- **PROBLEM TO WORK ON**
Pull out every line of the records below that contains the string "bnsf".

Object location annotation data

- - - - -

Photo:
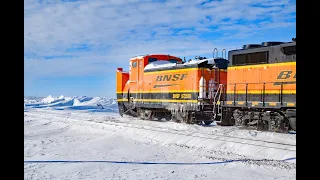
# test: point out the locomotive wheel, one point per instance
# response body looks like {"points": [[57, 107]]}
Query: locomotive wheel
{"points": [[292, 121]]}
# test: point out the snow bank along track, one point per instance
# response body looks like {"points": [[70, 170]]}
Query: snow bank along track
{"points": [[219, 139]]}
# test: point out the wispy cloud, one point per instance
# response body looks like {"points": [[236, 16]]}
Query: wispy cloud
{"points": [[69, 37]]}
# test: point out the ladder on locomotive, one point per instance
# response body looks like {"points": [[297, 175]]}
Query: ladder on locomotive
{"points": [[217, 102], [217, 97]]}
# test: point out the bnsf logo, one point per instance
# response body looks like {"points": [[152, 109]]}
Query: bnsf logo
{"points": [[174, 77], [286, 75]]}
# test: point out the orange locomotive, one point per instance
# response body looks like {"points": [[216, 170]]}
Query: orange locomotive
{"points": [[162, 86], [259, 89]]}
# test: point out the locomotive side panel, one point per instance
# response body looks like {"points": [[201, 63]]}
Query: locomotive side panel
{"points": [[269, 84]]}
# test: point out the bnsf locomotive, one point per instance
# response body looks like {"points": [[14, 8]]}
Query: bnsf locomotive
{"points": [[254, 87]]}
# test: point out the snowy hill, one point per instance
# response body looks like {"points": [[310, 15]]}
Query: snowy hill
{"points": [[75, 103]]}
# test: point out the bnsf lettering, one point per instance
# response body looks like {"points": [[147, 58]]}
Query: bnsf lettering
{"points": [[182, 96], [285, 75], [174, 77]]}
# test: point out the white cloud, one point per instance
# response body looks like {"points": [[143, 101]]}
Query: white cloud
{"points": [[116, 30]]}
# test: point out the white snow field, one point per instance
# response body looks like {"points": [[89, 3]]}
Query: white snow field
{"points": [[86, 138]]}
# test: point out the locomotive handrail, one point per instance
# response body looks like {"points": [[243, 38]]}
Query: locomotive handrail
{"points": [[225, 53], [213, 52]]}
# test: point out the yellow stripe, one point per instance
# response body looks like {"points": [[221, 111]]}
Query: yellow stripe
{"points": [[262, 65], [255, 103], [159, 100], [260, 92], [174, 70], [178, 70], [229, 102], [167, 91]]}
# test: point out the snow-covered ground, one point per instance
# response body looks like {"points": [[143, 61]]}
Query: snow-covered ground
{"points": [[90, 129]]}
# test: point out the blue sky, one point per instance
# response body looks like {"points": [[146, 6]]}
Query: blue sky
{"points": [[73, 47]]}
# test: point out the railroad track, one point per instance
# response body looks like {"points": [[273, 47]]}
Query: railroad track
{"points": [[140, 124]]}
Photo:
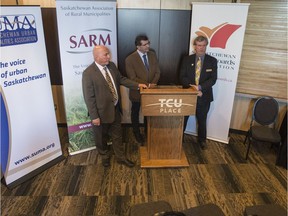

- - - - -

- **RESPONSE BELOW**
# test: point out the bnsf logo, one point per instance
Query: bnsf logo
# test: point out the bnsf locomotive, one point per instance
Query: bnsf locomotive
# test: point out the bnsf lettering, one point per instance
Query: bnsf lettering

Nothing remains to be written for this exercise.